** START **
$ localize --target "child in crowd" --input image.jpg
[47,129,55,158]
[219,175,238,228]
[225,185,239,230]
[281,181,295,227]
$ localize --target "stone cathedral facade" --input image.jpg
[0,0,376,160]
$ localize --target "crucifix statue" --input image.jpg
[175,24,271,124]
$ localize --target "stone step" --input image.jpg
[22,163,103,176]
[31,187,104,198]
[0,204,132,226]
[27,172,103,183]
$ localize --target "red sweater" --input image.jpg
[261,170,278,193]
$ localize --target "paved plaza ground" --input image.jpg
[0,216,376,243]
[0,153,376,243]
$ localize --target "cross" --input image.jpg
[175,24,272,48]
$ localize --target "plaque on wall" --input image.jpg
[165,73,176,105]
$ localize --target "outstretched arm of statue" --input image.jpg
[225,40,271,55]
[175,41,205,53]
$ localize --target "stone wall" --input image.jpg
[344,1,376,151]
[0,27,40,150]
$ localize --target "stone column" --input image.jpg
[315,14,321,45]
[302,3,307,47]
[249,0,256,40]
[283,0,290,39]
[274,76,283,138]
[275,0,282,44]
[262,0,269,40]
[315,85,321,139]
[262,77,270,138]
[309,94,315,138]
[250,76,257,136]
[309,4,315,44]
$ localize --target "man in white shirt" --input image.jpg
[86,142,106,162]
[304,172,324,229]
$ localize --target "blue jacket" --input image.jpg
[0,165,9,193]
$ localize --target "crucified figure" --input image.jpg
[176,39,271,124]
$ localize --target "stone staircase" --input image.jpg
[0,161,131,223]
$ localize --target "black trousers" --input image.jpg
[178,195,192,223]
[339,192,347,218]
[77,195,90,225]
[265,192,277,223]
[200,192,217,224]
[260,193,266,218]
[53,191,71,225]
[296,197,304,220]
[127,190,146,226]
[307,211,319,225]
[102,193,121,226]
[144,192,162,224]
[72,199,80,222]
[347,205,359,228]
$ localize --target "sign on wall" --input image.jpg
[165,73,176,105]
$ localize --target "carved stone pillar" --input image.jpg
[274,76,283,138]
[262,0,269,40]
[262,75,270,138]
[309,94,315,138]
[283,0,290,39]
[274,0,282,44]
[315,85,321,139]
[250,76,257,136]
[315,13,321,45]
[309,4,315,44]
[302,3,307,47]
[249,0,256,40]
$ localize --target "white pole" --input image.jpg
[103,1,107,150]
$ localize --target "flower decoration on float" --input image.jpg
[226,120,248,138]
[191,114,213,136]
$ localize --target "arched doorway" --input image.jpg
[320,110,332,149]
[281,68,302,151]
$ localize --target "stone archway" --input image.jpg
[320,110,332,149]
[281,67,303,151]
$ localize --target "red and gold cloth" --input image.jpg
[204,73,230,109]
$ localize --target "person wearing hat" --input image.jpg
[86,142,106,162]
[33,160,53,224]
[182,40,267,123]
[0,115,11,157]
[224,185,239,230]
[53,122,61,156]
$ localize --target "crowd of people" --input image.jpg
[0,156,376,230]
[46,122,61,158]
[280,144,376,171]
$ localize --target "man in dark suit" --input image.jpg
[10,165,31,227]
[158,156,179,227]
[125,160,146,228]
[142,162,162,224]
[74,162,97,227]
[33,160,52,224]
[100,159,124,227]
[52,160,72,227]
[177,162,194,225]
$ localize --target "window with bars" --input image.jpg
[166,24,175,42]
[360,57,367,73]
** END **
** START **
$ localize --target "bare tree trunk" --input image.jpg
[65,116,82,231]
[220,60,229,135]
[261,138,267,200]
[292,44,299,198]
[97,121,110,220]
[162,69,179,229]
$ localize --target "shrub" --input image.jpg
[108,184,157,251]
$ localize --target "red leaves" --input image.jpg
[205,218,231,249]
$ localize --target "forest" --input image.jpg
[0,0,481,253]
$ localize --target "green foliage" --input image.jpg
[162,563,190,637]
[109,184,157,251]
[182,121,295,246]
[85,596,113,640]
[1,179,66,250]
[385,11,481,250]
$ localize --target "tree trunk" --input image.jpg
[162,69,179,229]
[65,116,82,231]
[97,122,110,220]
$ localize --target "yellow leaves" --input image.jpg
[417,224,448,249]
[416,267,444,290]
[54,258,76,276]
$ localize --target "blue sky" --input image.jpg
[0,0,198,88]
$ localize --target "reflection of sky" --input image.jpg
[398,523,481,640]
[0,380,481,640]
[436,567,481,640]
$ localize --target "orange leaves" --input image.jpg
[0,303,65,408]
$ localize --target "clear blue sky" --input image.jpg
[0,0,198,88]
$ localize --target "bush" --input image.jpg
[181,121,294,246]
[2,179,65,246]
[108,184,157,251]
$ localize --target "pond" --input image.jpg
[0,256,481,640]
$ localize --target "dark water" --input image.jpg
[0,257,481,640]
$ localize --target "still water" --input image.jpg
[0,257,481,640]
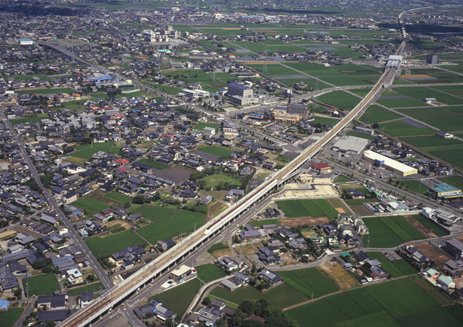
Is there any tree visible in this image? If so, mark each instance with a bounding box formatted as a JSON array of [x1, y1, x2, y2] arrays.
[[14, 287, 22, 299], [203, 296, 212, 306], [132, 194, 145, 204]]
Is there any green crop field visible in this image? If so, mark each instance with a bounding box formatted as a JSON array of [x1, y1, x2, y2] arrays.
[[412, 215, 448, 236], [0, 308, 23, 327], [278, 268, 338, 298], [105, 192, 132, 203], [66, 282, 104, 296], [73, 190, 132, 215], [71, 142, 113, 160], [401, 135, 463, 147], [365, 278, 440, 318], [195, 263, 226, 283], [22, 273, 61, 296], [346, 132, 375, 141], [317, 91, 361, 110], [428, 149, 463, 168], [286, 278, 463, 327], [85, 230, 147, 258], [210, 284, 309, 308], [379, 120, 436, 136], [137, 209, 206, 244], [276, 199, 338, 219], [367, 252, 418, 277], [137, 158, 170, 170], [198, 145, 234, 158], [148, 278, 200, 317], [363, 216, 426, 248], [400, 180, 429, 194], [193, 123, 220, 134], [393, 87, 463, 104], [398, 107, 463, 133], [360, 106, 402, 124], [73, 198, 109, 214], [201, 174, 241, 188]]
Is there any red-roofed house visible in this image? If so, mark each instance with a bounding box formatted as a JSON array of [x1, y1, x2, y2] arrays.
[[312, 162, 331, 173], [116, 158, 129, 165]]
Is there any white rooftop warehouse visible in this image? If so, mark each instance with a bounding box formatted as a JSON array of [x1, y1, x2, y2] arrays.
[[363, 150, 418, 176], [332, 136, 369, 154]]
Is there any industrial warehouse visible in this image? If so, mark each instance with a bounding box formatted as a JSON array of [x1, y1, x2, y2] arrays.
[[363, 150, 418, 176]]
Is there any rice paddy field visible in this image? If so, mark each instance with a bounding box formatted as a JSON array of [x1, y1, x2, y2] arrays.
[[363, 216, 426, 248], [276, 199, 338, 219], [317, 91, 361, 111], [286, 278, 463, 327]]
** END **
§ **Exercise details**:
Convert the material from the line with "Is there any white" up to and including the line with "278, 463, 327]]" into a JSON list of strings, one string per line, leaving out blank lines.

§ **Expected answer**:
[
  "Is there any white rooftop warehouse visible in this image? If so, mark each instance with a bounding box formatted as a JSON array of [x1, y1, x2, y2] arrays.",
  "[[363, 150, 418, 176], [332, 136, 369, 154]]",
  "Is there any industrial warehouse visible in this image? If so, mark each instance with a bounding box formatted as a JSON array of [x1, y1, x2, y2] arrays.",
  "[[363, 150, 418, 176]]",
  "Is there any rice paddy field visible in this image? If so, mark each instance with a bounding box formatted as a JSON array of [x1, y1, x2, y2] arrays.",
  "[[363, 216, 426, 248], [276, 199, 338, 219], [317, 91, 361, 111], [286, 278, 463, 327]]"
]